**SET OF TASKS:**
1) Based on the coal mining text, say whether each statement agrees with it. Answer yes or no for each, and quote the words of the text that decide it. (a) Shaft mines are the deepest mines. (b) In longwall mining, every tunnel is bolted. (c) In 2000, Kentucky had more active surface mines than active underground mines.
2) Revise the lines of the records starting at the line containing "the white interior" and ending at the line containing "x=326, y=250". Change "door" to "panel" and keep everything else unchanged.

**DOCUMENT TEXT:**

________

# Methods of Mining



## احمد عباس الخطيب (10 أغسطس 2009)

Methods of Mining 






According to the Kentucky Department of Mines and Minerals, 131.8 million tons of coal was mined in Kentucky in 2000; 62 percent (81 million tons) was from underground mines and 38 percent (50 million tons) was from surface mines. There were 264 active underground mines and 240 active surface mines in Kentucky in 2000. 

Underground Mining 

Underground modes of access include drift, slope, and shaft mining, and actual mining methods include longwall and room and pillar mining. Drift mines enter horizontally into the side of a hill and mine the coal within the hill. Slope mines usually begin in a valley bottom, and a tunnel slopes down to the coal to be mined. Shaft mines are the deepest mines; a vertical shaft with an elevator is made from the surface down to the coal. In western Kentucky, one shaft mine reaches 1,200 feet below the surface. 

In room and pillar mining, the most common type of underground coal mining, coal seams are mined by a "continuous miner" that cuts a network of "rooms" into the seam. As the rooms are cut, the continuous miner simultaneously loads the coal onto a shuttle or ram car where it will eventually be placed on a conveyor belt that will move it to the surface. "Pillars" composed of coal are left behind to support the roof of the mine. Each "room" alternates with a "pillar" of greater width for support. Using this mining method normally results in a reduction in recovery of as much as 60 percent because of coal being left in the ground as pillars. As mining continues, roof bolts are placed in the ceiling to avoid ceiling collapse. Under special circumstances, pillars may sometimes be removed or "pulled" toward the end of mining in a process called "retreat mining." Removing support during retreat mining can lead to roof falls, so the pillars are removed in the opposite direction from which the mine advanced: hence the term "retreat mining."

Longwall mining is another type of underground mining. Mechanized shearers are used to cut and remove the coal at the face of the mine. After the coal is removed, it drops onto a chain conveyor, which moves it to a second conveyor that will ultimately take the coal to the surface. Temporary hydraulic-powered roof supports hold up the roof as the extraction process proceeds. This method of mining has proven to be more efficient than room and pillar mining, with a recovery rate of nearly 75 percent, but the equipment is more expensive than conventional room and pillar equipment, and cannot be used in all geological circumstances. As mining continues, roof bolts are placed in the ceiling to avoid ceiling collapse. In longwall mining, only the main tunnels are bolted. Most of the longwall panel is allowed to collapse behind the shields (which hold the roof as coal is excavated).

________

**PROVIDED RECORDS:**
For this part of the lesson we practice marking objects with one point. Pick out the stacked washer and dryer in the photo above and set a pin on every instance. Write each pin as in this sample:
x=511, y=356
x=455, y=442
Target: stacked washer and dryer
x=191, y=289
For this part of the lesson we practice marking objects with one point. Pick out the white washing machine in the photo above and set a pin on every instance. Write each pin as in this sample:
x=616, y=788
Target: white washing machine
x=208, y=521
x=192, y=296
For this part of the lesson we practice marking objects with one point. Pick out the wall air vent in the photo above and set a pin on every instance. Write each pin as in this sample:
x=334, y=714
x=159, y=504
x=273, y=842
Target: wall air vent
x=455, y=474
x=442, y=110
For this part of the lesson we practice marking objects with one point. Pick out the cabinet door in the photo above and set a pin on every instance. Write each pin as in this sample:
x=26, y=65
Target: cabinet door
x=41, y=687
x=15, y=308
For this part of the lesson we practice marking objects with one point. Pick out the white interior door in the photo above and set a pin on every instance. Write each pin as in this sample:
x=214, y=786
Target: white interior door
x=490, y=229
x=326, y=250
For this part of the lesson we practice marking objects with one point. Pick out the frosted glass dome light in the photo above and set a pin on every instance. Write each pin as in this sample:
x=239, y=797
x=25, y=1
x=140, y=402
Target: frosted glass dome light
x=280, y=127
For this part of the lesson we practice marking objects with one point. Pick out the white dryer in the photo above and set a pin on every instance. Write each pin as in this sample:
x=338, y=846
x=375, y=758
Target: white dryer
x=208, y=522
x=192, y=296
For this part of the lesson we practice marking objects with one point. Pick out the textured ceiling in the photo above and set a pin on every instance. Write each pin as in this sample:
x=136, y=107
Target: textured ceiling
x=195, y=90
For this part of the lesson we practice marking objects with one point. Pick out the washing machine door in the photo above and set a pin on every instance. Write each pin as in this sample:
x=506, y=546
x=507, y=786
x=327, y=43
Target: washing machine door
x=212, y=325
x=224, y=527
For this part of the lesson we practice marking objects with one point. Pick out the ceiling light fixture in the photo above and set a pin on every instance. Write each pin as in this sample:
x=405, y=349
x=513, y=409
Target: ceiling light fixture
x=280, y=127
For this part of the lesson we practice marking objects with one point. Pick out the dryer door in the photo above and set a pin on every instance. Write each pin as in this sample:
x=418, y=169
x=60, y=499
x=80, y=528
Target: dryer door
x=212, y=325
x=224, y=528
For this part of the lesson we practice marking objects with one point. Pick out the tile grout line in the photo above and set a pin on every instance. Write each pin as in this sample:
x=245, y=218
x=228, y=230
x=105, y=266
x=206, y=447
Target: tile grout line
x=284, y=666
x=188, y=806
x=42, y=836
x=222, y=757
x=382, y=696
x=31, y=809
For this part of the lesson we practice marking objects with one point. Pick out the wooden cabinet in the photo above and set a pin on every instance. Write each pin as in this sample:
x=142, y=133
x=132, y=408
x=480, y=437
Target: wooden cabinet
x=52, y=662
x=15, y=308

________

**ANSWERS TO THE EXERCISE:**
1)
(a) Yes: "Shaft mines are the deepest mines"
(b) No: "In longwall mining, only the main tunnels are bolted."
(c) No: "There were 264 active underground mines and 240 active surface mines in Kentucky in 2000."

2)
For this part of the lesson we practice marking objects with one point. Pick out the white interior panel in the photo above and set a pin on every instance. Write each pin as in this sample:
x=214, y=786
Target: white interior panel
x=490, y=229
x=326, y=250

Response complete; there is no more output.